start
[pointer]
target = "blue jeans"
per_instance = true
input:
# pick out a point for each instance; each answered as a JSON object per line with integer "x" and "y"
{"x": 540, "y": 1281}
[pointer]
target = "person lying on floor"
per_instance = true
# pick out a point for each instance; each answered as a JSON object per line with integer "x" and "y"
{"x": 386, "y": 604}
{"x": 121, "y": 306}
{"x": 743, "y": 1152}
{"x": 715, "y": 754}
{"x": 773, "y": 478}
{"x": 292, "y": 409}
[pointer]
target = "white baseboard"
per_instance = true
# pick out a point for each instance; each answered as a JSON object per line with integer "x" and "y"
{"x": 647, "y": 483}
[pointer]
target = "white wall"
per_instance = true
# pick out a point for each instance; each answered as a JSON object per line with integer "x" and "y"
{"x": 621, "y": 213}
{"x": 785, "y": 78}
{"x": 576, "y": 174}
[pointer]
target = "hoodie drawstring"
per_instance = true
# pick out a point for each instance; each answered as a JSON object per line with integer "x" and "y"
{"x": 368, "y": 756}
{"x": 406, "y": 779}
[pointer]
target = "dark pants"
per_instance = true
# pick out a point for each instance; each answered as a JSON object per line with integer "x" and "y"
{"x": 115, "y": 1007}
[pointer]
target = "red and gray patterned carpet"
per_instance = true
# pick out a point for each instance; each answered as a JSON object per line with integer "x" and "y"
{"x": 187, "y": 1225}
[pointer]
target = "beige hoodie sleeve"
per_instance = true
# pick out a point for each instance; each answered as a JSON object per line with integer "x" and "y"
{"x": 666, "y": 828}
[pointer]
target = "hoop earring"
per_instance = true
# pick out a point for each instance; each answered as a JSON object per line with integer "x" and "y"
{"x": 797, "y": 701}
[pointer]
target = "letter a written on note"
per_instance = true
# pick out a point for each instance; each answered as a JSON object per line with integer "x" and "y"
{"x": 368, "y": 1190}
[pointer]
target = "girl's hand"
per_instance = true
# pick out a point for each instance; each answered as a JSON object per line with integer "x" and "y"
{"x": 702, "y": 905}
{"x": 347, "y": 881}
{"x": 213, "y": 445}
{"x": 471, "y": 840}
end
**Short task:** Please restate the records in full, word for word.

**Output for this task:**
[pointer]
target = "blue jeans"
per_instance = true
input:
# pick out a point for each instance; each answered as a JSON object per line with integer "x" and "y"
{"x": 540, "y": 1281}
[pointer]
target = "person lying on floor"
per_instance = true
# pick out a point for each instance; each answered as a JSON object per line with integer "x" and "y"
{"x": 386, "y": 604}
{"x": 121, "y": 306}
{"x": 743, "y": 1152}
{"x": 715, "y": 754}
{"x": 773, "y": 478}
{"x": 292, "y": 409}
[pointer]
target = "white baseboard"
per_instance = true
# pick out a point for each instance; each answered as a JSON object per line with integer "x" and "y"
{"x": 647, "y": 483}
[pointer]
target = "white wall"
per_instance = true
# pick out a point for each instance; each answered as a JSON object per line with integer "x" and "y"
{"x": 621, "y": 213}
{"x": 785, "y": 78}
{"x": 576, "y": 174}
[pointer]
target = "hoodie drawstring"
per_instance = true
# pick out a point for each instance; each answered as a JSON object per line with integer "x" and "y"
{"x": 368, "y": 756}
{"x": 406, "y": 779}
[pointer]
target = "dark pants"
per_instance = true
# pick out a point for each instance; each answered as a JSON object per line with integer "x" and "y"
{"x": 115, "y": 1007}
[pointer]
target = "red and gray patterned carpet"
per_instance = true
# pick out a point for each instance; each answered as a JSON object per line with integer "x" and "y"
{"x": 187, "y": 1225}
[pointer]
target = "beige hoodie sleeve"
per_instance = true
# pick out a point for each instance; each answered as a JSON object per line with integer "x" and "y"
{"x": 666, "y": 828}
[pointer]
target = "hoop earring"
per_instance = true
# pick out a point for each instance; each answered as a JSON object per line with integer "x" and "y"
{"x": 797, "y": 701}
[pointer]
target = "letter a written on note"
per_instance = true
# pick out a point for each instance; each answered as a JSON object per line with integer "x" and "y"
{"x": 368, "y": 1190}
[pointer]
target = "girl's hand"
per_instance = true
# pick out a point for each instance; each answered as a JSON object per line with integer "x" and "y"
{"x": 702, "y": 905}
{"x": 347, "y": 881}
{"x": 213, "y": 445}
{"x": 471, "y": 840}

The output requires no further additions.